→ DATA TO PROCESS
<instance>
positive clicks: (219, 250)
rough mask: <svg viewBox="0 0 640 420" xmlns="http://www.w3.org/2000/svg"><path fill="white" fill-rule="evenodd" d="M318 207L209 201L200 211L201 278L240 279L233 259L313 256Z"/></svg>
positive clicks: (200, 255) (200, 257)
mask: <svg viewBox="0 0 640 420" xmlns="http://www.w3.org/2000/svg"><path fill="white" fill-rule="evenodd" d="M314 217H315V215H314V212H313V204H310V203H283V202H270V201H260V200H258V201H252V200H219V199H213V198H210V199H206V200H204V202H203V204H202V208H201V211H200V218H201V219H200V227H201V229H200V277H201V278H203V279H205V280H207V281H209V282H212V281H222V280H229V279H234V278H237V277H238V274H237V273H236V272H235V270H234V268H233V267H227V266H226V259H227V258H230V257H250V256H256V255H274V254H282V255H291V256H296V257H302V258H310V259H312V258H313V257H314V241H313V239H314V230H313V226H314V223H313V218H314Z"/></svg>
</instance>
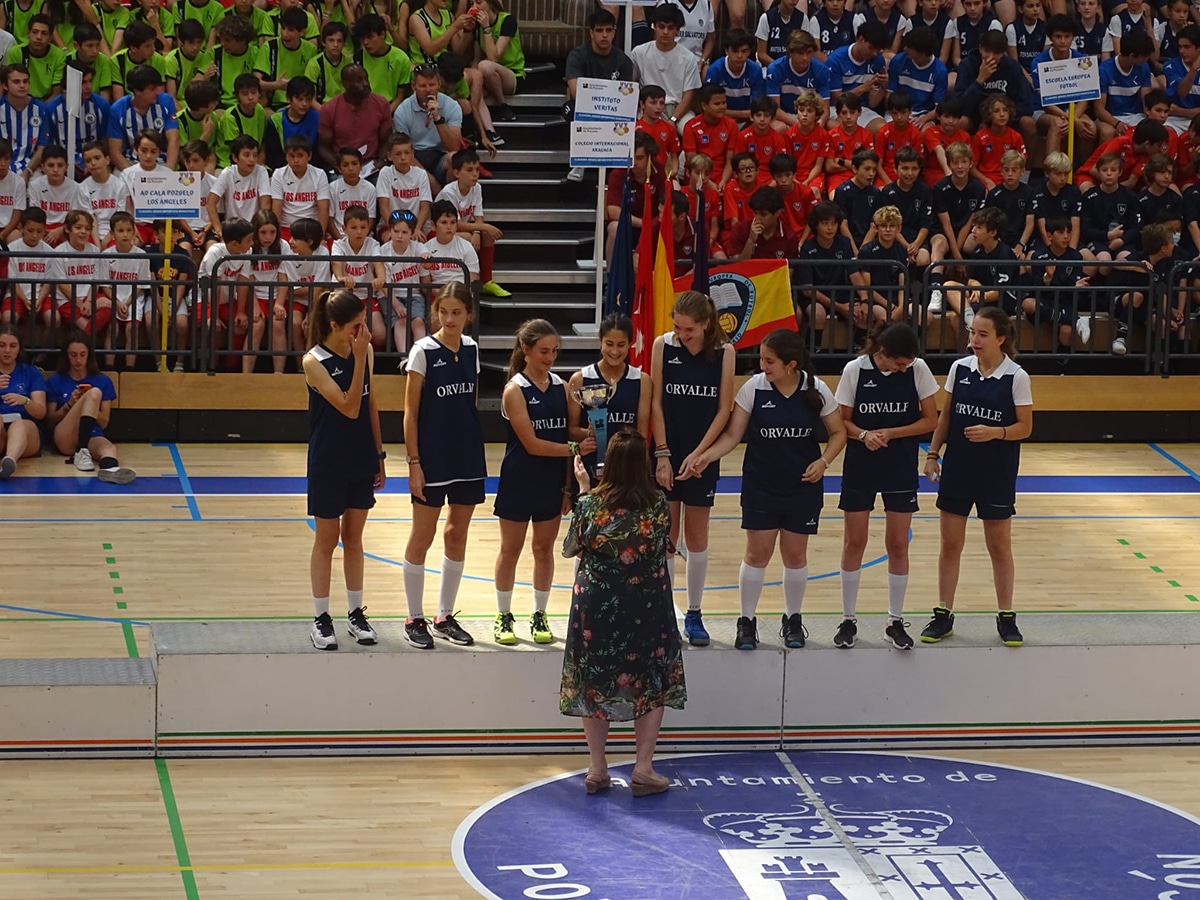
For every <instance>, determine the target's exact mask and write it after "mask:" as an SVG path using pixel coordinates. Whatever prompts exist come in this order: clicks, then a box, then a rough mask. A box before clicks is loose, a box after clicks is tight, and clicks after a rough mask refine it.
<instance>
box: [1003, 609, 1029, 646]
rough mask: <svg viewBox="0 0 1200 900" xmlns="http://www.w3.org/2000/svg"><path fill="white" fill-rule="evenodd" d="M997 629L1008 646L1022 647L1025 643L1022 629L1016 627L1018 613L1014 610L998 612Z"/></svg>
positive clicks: (1005, 644) (1007, 645) (1006, 645)
mask: <svg viewBox="0 0 1200 900" xmlns="http://www.w3.org/2000/svg"><path fill="white" fill-rule="evenodd" d="M996 631H997V632H998V634H1000V640H1001V641H1002V642H1003V643H1004V646H1006V647H1020V646H1021V644H1022V643H1025V638H1024V637H1021V630H1020V629H1019V628H1016V613H1015V612H1013V611H1012V610H1008V611H1006V612H1000V613H997V614H996Z"/></svg>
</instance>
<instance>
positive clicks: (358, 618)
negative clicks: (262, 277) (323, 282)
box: [302, 289, 388, 650]
mask: <svg viewBox="0 0 1200 900" xmlns="http://www.w3.org/2000/svg"><path fill="white" fill-rule="evenodd" d="M308 343H310V344H311V346H312V349H310V350H308V353H306V354H305V356H304V362H302V365H304V374H305V382H306V383H307V384H308V515H310V516H312V517H313V518H314V520H316V523H317V528H316V530H317V535H316V538H314V539H313V546H312V562H311V565H310V571H311V575H312V602H313V610H314V618H313V623H312V632H311V635H310V636H311V638H312V646H313V647H316V648H317V649H318V650H336V649H337V637H336V635H335V634H334V620H332V619H331V618H330V616H329V588H330V580H331V570H332V558H334V551H335V550H336V548H337V545H338V541H341V545H342V569H343V571H344V576H346V599H347V606H348V608H349V613H348V631H349V635H350V637H353V638H354V640H355V641H356V642H358V643H361V644H373V643H376V640H377V638H376V632H374V630H373V629H372V628H371V625H370V623H368V622H367V617H366V612H365V610H364V606H362V566H364V562H362V529H364V527H365V526H366V523H367V514H368V512H370V510H371V508H372V506H374V494H376V492H377V491H382V490H383V486H384V481H385V479H386V475H385V473H384V466H383V461H384V460H385V458H386V456H388V455H386V454H385V452H384V451H383V437H382V434H380V431H379V407H378V406H377V404H376V397H374V394H373V392H372V390H371V365H372V361H373V356H374V354H373V353H372V350H371V332H370V331H368V330H367V326H366V307H365V306H364V304H362V300H360V299H359V298H358V296H355V294H354V292H353V290H344V289H343V290H332V292H326V293H324V294H322V295H320V296H318V298H317V301H316V304H313V307H312V310H311V311H310V313H308Z"/></svg>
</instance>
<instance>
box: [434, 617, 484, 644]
mask: <svg viewBox="0 0 1200 900" xmlns="http://www.w3.org/2000/svg"><path fill="white" fill-rule="evenodd" d="M433 635H434V636H436V637H440V638H444V640H446V641H449V642H450V643H456V644H458V646H460V647H470V646H472V644H473V643H475V638H474V637H472V636H470V634H469V632H468V631H467V630H466V629H463V626H462V625H460V624H458V622H457V620H456V619H455V617H454V613H450V614H449V616H446V617H445V618H444V619H442V622H438V620H437V618H434V619H433Z"/></svg>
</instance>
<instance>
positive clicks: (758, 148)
mask: <svg viewBox="0 0 1200 900" xmlns="http://www.w3.org/2000/svg"><path fill="white" fill-rule="evenodd" d="M776 109H778V106H776V104H775V101H773V100H772V98H770V97H768V96H767V95H766V94H764V95H762V96H761V97H755V98H754V100H751V101H750V127H749V128H743V130H742V131H739V132H738V133H737V137H734V138H733V148H732V150H733V152H734V154H750V155H752V156H754V158H755V160H756V161H757V163H758V184H760V186H761V185H767V184H770V172H768V169H769V167H770V161H772V160H773V158H775V156H778V155H779V154H786V152H787V150H788V143H787V138H785V137H784V136H782V134H780V133H779V132H778V131H775V130H774V128H772V127H770V124H772V122H773V121H774V120H775V110H776ZM731 178H733V169H732V168H730V163H725V174H724V175H722V176H721V181H722V182H726V184H727V182H728V180H730V179H731Z"/></svg>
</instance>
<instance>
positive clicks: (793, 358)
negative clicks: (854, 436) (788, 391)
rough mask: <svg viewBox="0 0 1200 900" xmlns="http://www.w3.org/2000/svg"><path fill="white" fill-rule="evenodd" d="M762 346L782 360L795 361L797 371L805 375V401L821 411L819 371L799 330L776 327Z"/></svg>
mask: <svg viewBox="0 0 1200 900" xmlns="http://www.w3.org/2000/svg"><path fill="white" fill-rule="evenodd" d="M762 346H763V347H766V348H767V349H768V350H770V352H772V353H773V354H775V355H776V356H778V358H779V361H780V362H785V364H787V362H794V364H796V371H797V372H799V373H800V374H803V376H804V379H803V386H804V402H805V403H808V404H809V407H810V408H812V409H816V410H818V412H820V409H821V407H822V406H824V401H823V400H821V391H818V390H817V373H816V370H814V368H812V361H811V360H810V359H809V348H808V344H805V342H804V338H803V337H800V332H799V331H792V329H790V328H776V329H775V330H774V331H772V332H770V334H769V335H767V336H766V337H764V338H763V340H762Z"/></svg>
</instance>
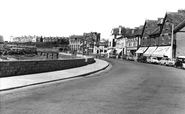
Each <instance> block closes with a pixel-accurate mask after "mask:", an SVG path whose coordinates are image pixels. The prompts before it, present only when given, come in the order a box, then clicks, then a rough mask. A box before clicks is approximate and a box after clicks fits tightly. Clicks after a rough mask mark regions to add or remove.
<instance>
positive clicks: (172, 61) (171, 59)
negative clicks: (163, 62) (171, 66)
mask: <svg viewBox="0 0 185 114" xmlns="http://www.w3.org/2000/svg"><path fill="white" fill-rule="evenodd" d="M166 65H167V66H174V65H175V59H168V61H167V63H166Z"/></svg>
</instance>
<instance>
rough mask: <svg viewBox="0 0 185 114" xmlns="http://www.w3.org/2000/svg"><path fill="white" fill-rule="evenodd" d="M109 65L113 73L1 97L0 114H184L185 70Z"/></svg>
mask: <svg viewBox="0 0 185 114" xmlns="http://www.w3.org/2000/svg"><path fill="white" fill-rule="evenodd" d="M107 61H109V62H110V63H111V64H112V68H111V69H109V70H107V71H105V72H102V73H99V74H94V75H91V76H87V77H85V78H79V79H73V80H69V81H63V82H56V83H55V84H51V85H49V86H46V85H45V86H40V87H39V88H37V89H36V88H31V89H29V91H28V90H24V91H26V92H21V91H20V92H19V91H18V92H17V91H16V92H17V93H18V94H16V95H15V96H14V97H8V96H11V93H9V95H4V96H3V95H2V98H1V101H0V103H1V104H0V105H1V106H0V113H1V114H185V70H181V69H176V68H173V67H165V66H159V65H153V64H144V63H138V62H133V61H125V60H117V59H107ZM22 91H23V90H22ZM12 94H13V93H12Z"/></svg>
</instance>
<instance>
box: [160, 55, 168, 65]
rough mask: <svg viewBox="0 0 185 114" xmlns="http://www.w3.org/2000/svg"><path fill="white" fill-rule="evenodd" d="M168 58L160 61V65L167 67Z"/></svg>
mask: <svg viewBox="0 0 185 114" xmlns="http://www.w3.org/2000/svg"><path fill="white" fill-rule="evenodd" d="M168 60H169V59H168V58H167V57H163V58H162V59H161V60H160V61H159V64H160V65H166V64H167V62H168Z"/></svg>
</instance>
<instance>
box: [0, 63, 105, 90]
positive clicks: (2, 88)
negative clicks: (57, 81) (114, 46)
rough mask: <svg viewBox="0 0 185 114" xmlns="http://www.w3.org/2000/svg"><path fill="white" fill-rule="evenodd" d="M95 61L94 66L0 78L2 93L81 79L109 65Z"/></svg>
mask: <svg viewBox="0 0 185 114" xmlns="http://www.w3.org/2000/svg"><path fill="white" fill-rule="evenodd" d="M95 61H96V62H95V63H93V64H89V65H86V66H83V67H78V68H72V69H67V70H60V71H53V72H46V73H38V74H29V75H21V76H14V77H5V78H0V91H6V90H11V89H16V88H21V87H26V86H31V85H37V84H43V83H48V82H53V81H58V80H64V79H69V78H75V77H80V76H84V75H88V74H91V73H95V72H98V71H100V70H103V69H105V68H106V67H108V65H109V63H108V62H106V61H103V60H100V59H95Z"/></svg>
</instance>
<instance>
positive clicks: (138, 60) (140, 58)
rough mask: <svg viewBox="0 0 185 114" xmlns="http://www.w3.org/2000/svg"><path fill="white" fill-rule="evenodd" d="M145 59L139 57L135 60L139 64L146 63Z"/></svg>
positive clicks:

→ TASK
Your answer must consist solely of the lines above between the line holding "box: [1003, 609, 1029, 646]" and the line holding "629L1008 646L1022 647L1025", inclusive, copied exactly.

→ EXERCISE OUTPUT
box: [1003, 609, 1029, 646]
rough mask: <svg viewBox="0 0 1200 900" xmlns="http://www.w3.org/2000/svg"><path fill="white" fill-rule="evenodd" d="M997 629L1008 646L1022 647L1025 643L1022 629L1016 627L1018 613L1014 610L998 612Z"/></svg>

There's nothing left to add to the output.